| EXTRAIT DU DOCUMENT |
Somptueux était ce monument, qui porta tout d’abord le nom de son auteur. Et le personnage du il lenteur qui s’exprimait ainsi à son sujet, disait, cette fois, la vérité :

Et l’Univers entier ne peut rien voir d’égal

Aux superbes dehors du Palais Cardinal ;

Toute une ville entière, avec pompe bâtie,

Semble, d’un vieux fossé, par miracle sortie.

En effet, suivant l’exemple du premier ministre, la noblesse avait fait construire de beaux hôtels. Lui, le cardinal-duc, n’avait rien épargné pour que son palais fût la plus riche habitation de la capitale.

Il le garnit de tapisseries précieuses, de meubles curieux et rares, tirés des pays étrangers ; d’objets d’art de haute valeur ; de tableaux de grand prix. On raconte qu’il offrit d’un tableau de fra Sébastien del Piombo, la somme quasi fabuleuse de quarante mille écus, ce qui équivaut à plus de cinq cent mille francs de notre monnaie.

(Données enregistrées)
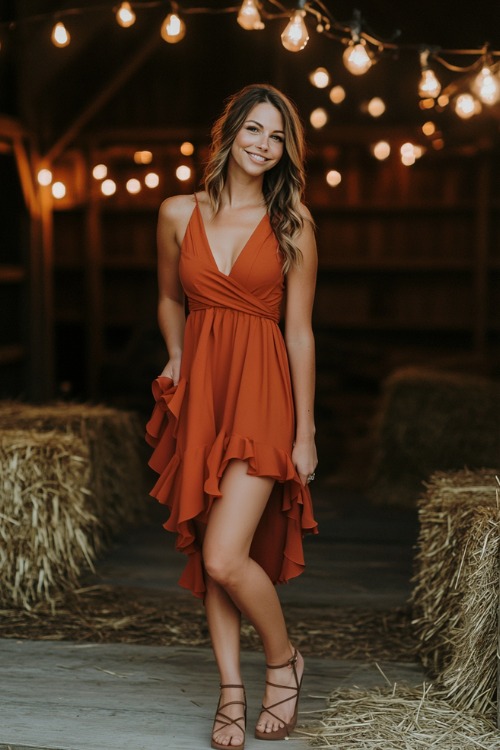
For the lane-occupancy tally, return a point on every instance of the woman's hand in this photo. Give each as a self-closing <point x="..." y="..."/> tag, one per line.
<point x="304" y="457"/>
<point x="172" y="370"/>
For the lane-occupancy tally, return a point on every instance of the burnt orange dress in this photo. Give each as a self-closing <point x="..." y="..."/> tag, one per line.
<point x="233" y="401"/>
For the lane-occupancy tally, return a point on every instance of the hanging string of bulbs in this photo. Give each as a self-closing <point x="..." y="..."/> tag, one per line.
<point x="362" y="49"/>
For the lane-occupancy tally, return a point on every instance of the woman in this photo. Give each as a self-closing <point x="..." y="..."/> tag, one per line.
<point x="233" y="429"/>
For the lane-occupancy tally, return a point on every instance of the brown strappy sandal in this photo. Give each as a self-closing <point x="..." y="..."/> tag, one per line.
<point x="283" y="732"/>
<point x="226" y="721"/>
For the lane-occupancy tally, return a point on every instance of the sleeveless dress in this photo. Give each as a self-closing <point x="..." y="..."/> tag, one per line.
<point x="233" y="401"/>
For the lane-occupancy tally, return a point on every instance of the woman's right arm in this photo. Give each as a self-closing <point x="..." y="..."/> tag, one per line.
<point x="171" y="314"/>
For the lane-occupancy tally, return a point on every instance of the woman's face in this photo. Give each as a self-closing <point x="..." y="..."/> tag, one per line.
<point x="260" y="143"/>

| OBJECTIF |
D'après l'extrait sur le Palais Cardinal, quelle somme le cardinal aurait-il offerte pour un tableau de fra Sébastien del Piombo ? Servez-vous uniquement de l'extrait pour répondre.

| EXERCICE TERMINÉ |
Il en aurait offert quarante mille écus.